Trecho do documento
==========
Ainda é incipiente dar uma resposta efetiva a respeito desse assunto. Vamos precisar estudar e trabalhar, e aí vai haver alguma definição do governo sobre esse assunto, mas com todo o cuidado, certamente.
AE: Independente da decisão, a segurança do trânsito vai ser priorizada?
É. Essa análise é tanto para um lado quanto para o outro. Hoje você tem situações como a que eu citei que geram risco de suspensão do direito de dirigir, mas qual é o risco se alguém esquece de fazer a transferência do carro em 30 dias?
Essa análise vale tanto para discutir se o sistema de pontuação hoje tem infrações que não precisaria pontuar, quanto para o outro, de uma possível elevação da pontuação. Já existe a diferenciação de condutas que independem de pontos, por exemplo a embriaguez. Embriaguez ao volante não tem pontuação, se você dirigir sob influência de álcool, já gera a suspensão por 12 meses. É o caso também do uso de drogas e do racha.
AE: Isso não muda?
R: Não, não, até porque a discussão está na pontuação, não em relação às infrações de alto potencial de risco à segurança.
AE: As placas no padrão Mercosul vão entrar em vigor no meio do ano, como está previsto, ou existe algum estudo para rever isso?
R: A gente tem recebido uma série de questionamentos em relação à visibilidade da placa, aos custos e ao material. Isso tudo já está em análise. É lógico que a gente não pode gerar uma instabilidade porque toda hora muda de um lado ou de outro.
A gente precisa ter cuidado na segurança da produção da placa para evitar que haja tanta facilidade para clonar. Temos que verificar o processo, tanto das empresas que fazem o serviço (fabricantes, estampadores), quanto os usuários. Nós já verificamos que, em alguns casos, aquela previsão que havia de redução, não houve.
Pelo contrário, houve aumento, e isso gera um transtorno para a população. É lógico que não é o Denatran, não é a União que estabelece o valor de uma placa. Mas, a gente tem que verificar se a regulamentação não estimulou esse aumento de custos. Precisamos fazer essas avaliações técnicas e certamente vamos trabalhar dentro do prazo previsto para que ela entre em vigor.
AE: A princípio, então, o prazo de 30 de junho está mantido?
R: Não. Qualquer tipo de alteração que vier a ser feita em qualquer norma do Contran, seja em uma nova norma ou seja em uma que está em vigor, será feita com muita transparência, com muito cuidado e que haja estabilidade na discussão da norma.
AE: O Denatran tem alguma meta concreta para diminuir a quantidade de mortes no trânsito nos próximos anos?
R: O Plano Nacional de Redução de Mortes e Lesões no Trânsito é uma legislação recente e que já tem regulamentação do Contran. Existem algumas metas e estamos em fase de revisão desse plano para verificar se ele está adequado ou se existem dificuldades no cumprimento.
Se um município não está integrado ao Sistema Nacional de Trânsito, como é que nós vamos fazer para avaliar essa realidade? O Denatran tem a responsabilidade pelo controle dos dados de acidentalidade no Brasil, mas não tem um banco de dados com essas informações.
==========
Dados fornecidos

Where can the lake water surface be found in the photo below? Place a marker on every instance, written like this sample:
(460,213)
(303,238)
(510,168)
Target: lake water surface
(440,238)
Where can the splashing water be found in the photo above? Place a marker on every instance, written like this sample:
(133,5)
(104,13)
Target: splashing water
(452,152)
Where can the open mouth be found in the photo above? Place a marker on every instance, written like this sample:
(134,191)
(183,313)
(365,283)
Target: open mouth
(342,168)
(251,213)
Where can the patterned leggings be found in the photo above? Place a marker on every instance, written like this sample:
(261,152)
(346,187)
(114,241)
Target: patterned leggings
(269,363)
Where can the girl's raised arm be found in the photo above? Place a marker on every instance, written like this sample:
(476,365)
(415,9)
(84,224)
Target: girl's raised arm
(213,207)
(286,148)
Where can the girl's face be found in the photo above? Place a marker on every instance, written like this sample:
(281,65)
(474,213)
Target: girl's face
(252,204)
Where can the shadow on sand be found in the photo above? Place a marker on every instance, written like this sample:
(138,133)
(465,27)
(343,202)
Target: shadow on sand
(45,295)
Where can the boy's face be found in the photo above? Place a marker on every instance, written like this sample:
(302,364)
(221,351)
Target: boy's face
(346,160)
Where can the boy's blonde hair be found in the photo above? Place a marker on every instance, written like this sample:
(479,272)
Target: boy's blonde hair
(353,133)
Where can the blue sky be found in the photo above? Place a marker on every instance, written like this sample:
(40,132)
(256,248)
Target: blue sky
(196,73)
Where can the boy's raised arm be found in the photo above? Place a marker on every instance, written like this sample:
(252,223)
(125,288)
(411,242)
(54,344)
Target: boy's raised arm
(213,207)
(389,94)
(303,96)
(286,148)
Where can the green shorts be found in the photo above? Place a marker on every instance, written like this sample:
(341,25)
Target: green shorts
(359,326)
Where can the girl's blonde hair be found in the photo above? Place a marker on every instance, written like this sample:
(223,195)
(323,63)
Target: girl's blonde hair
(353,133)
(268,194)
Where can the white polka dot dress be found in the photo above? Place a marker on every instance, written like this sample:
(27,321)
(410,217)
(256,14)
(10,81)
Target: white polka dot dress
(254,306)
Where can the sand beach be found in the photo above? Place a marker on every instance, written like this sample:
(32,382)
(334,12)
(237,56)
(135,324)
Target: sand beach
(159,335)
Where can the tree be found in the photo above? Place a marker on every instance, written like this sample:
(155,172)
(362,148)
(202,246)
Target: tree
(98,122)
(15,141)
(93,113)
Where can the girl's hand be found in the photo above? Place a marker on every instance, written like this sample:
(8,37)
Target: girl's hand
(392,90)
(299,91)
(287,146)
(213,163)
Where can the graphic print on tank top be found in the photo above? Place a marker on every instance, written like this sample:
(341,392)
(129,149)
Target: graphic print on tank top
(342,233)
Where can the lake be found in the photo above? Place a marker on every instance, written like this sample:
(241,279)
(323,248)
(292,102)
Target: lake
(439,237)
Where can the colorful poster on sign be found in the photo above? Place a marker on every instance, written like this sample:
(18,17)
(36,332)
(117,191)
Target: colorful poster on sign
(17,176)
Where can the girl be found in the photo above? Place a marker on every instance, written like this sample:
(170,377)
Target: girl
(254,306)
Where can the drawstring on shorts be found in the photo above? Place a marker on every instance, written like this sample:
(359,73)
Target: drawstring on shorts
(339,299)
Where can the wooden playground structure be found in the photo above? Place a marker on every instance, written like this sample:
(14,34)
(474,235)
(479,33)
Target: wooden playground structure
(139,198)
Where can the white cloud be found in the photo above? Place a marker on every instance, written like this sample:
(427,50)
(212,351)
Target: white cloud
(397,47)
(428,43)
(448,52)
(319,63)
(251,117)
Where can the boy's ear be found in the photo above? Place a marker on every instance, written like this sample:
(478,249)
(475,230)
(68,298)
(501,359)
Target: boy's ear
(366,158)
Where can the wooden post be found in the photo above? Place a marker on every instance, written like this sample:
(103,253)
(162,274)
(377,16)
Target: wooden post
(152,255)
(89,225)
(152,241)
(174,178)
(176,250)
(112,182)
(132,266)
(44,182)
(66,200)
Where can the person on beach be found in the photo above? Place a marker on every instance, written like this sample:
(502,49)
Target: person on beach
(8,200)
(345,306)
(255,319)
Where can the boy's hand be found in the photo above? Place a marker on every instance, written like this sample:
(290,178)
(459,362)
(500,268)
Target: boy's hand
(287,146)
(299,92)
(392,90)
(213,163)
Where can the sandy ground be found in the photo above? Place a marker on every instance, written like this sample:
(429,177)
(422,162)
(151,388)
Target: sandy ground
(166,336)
==========
Seu objetivo
Reproduza fielmente a passagem da entrevista sobre trânsito compreendida entre "R: Não. Qualquer" e "com essas informações.", incluindo ambas as expressões. Baseie-se unicamente na entrevista sobre trânsito, sem recorrer a outras fontes.

Exercício resolvido
R: Não. Qualquer tipo de alteração que vier a ser feita em qualquer norma do Contran, seja em uma nova norma ou seja em uma que está em vigor, será feita com muita transparência, com muito cuidado e que haja estabilidade na discussão da norma.
AE: O Denatran tem alguma meta concreta para diminuir a quantidade de mortes no trânsito nos próximos anos?
R: O Plano Nacional de Redução de Mortes e Lesões no Trânsito é uma legislação recente e que já tem regulamentação do Contran. Existem algumas metas e estamos em fase de revisão desse plano para verificar se ele está adequado ou se existem dificuldades no cumprimento.
Se um município não está integrado ao Sistema Nacional de Trânsito, como é que nós vamos fazer para avaliar essa realidade? O Denatran tem a responsabilidade pelo controle dos dados de acidentalidade no Brasil, mas não tem um banco de dados com essas informações.